Records from a point-labeling set
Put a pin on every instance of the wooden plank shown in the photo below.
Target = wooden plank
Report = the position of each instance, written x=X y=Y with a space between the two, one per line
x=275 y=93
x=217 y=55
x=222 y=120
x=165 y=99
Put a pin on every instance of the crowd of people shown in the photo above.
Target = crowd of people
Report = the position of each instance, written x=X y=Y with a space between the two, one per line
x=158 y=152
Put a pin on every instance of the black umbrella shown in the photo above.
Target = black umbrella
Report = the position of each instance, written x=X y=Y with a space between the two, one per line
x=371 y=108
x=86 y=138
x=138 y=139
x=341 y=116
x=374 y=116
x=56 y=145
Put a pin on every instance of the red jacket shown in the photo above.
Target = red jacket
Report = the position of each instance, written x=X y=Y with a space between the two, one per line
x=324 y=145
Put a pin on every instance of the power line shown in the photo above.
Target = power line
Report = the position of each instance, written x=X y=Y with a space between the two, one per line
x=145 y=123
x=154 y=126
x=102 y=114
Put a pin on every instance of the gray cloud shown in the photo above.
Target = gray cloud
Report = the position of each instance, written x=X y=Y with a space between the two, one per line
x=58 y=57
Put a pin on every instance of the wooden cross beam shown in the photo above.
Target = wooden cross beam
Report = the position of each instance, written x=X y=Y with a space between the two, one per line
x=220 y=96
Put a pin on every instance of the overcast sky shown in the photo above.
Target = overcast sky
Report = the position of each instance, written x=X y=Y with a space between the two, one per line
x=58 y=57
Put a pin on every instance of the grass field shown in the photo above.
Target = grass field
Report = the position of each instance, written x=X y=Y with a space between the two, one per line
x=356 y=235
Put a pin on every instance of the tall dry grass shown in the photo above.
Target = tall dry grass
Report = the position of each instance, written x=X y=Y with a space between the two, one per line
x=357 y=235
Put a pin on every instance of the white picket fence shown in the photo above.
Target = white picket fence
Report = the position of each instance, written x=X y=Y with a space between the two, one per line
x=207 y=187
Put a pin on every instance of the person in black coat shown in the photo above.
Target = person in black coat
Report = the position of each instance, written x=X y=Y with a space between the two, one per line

Required task
Put every line of the listing above into a numbered list, leaving out any blank lines.

Full response
1. Put a pin on every instance of the wooden plank shown in the photo below.
2. Target = wooden plank
3. Report = the position of each instance, written x=X y=Y with a space between the two, one per line
4. x=275 y=93
5. x=217 y=55
6. x=222 y=120
7. x=165 y=99
8. Put a pin on every instance of the crowd of people shown in the photo above.
9. Target = crowd of people
10. Report = the position of each instance, written x=X y=Y with a space between the two, one per line
11. x=158 y=152
12. Put a pin on every instance of the black umbrella shown in the photo above.
13. Target = black umbrella
14. Report = the position of each instance, written x=X y=Y with a space between the two, one per line
15. x=371 y=108
16. x=86 y=138
17. x=138 y=139
18. x=341 y=116
19. x=374 y=116
20. x=56 y=145
21. Put a pin on every instance of the red jacket shown in the photo above.
22. Target = red jacket
23. Report = the position of each instance, written x=X y=Y with a space between the two, one per line
24. x=324 y=145
25. Put a pin on every instance of the power line shown in the photo above.
26. Target = power line
27. Report = the position of each instance, written x=X y=Y with a space between the two, one per line
28. x=145 y=123
29. x=154 y=126
30. x=102 y=114
31. Put a pin on every instance of the gray cloud shown in the photo above.
32. Target = gray cloud
33. Report = the position of each instance, written x=X y=Y with a space between the two, one per line
34. x=58 y=57
35. Put a pin on every instance of the wooden cross beam shown in the photo above.
36. Target = wooden cross beam
37. Report = the position of each instance, written x=X y=Y with a space between the two, one per line
38. x=220 y=96
39. Put a pin on every instance of the overcast sky shown in the photo above.
40. Target = overcast sky
41. Report = the position of each instance, written x=X y=Y with a space between the two, one per line
42. x=58 y=57
43. Put a pin on every instance of the grass field shown in the photo above.
44. Target = grass field
45. Report = the position of each instance, written x=X y=Y with a space between the two, one per line
46. x=356 y=235
47. Put a pin on every instance of the tall dry grass shown in the photo above.
48. Target = tall dry grass
49. Report = the position of each instance, written x=X y=Y with a space between the two, one per line
50. x=357 y=235
51. Put a pin on every instance of the white picket fence shown in the photo above.
52. Target = white picket fence
53. Report = the position of each instance, written x=X y=Y with a space between the two, one per line
54. x=207 y=187
55. Put a pin on every instance of the person in black coat shown in the photo above.
56. Target = person in black coat
57. Report = the position of each instance, written x=X y=Y with a space between the two, one per line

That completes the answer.